- [Goal] Rewrite the rows below as a numbered list, leaving out any blank lines and omitting the picture.

Records from a collection:
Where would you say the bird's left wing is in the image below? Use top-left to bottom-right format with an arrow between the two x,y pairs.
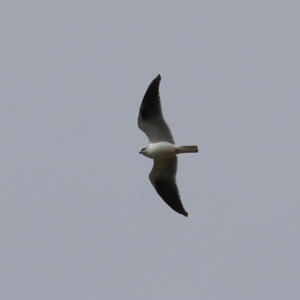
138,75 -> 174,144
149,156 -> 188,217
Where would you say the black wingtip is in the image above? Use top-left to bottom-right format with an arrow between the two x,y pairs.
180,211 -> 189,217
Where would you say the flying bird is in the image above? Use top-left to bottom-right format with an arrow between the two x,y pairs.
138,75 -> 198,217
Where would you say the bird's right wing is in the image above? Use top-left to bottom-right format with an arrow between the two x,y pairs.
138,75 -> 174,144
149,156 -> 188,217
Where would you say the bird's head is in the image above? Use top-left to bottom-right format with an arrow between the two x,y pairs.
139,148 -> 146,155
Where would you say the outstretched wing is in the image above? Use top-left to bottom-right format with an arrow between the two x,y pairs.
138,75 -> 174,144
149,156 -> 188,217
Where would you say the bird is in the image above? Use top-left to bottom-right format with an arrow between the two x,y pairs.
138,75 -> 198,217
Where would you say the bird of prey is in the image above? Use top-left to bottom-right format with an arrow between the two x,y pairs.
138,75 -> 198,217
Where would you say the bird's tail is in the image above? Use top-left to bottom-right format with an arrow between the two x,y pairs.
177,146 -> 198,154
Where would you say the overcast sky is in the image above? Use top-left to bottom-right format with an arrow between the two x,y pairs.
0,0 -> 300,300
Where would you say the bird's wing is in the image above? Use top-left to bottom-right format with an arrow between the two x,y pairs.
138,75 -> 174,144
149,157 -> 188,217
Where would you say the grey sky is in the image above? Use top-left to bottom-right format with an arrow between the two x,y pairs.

- [Finished exercise]
1. Where would you say the bird's left wing is in the image below? Use top-left to bottom-right format with an arrow between the two x,y pairs.
2. 138,75 -> 174,144
3. 149,156 -> 188,217
4. Where would you say the black wingtip is in the image above? Use top-left to bottom-right format with an arrow between the two x,y pairs.
5. 180,211 -> 189,217
6. Where would you say the flying bird is in the image above? Use top-left to bottom-right format with an arrow between the two x,y pairs.
7. 138,75 -> 198,217
8. Where would you say the bird's right wing is in the image above? Use top-left to bottom-right format with an arrow between the two x,y pairs.
9. 138,75 -> 174,144
10. 149,156 -> 188,217
11. Where would you say the bird's head is in the image above? Use top-left to bottom-right format with an arrow between the two x,y pairs.
12. 139,148 -> 146,155
13. Where would you say the outstretched wing is in the image above? Use top-left to bottom-right format with an arrow between the two x,y pairs.
14. 138,75 -> 174,144
15. 149,156 -> 188,217
16. Where would you say the bird is in the image above? Use top-left to bottom-right format with an arrow between the two x,y pairs.
17. 138,75 -> 198,217
18. Where would you say the bird of prey is in the image above? Use top-left to bottom-right format with an arrow between the two x,y pairs.
19. 138,75 -> 198,217
20. Where would you say the bird's tail is in the image above? Use top-left to bottom-right format with an arrow between the two x,y pairs.
21. 177,146 -> 198,154
22. Where would you say the overcast sky is in the image above? Use top-left to bottom-right format with an arrow between the two x,y pairs.
23. 0,0 -> 300,300
24. Where would you say the bird's wing is in the image above? Use top-left to bottom-right format with an arrow between the two x,y pairs.
25. 138,75 -> 174,144
26. 149,157 -> 188,217
27. Where would you say the grey sky is in the image above? Use top-left to bottom-right format with an arrow between the two x,y pairs.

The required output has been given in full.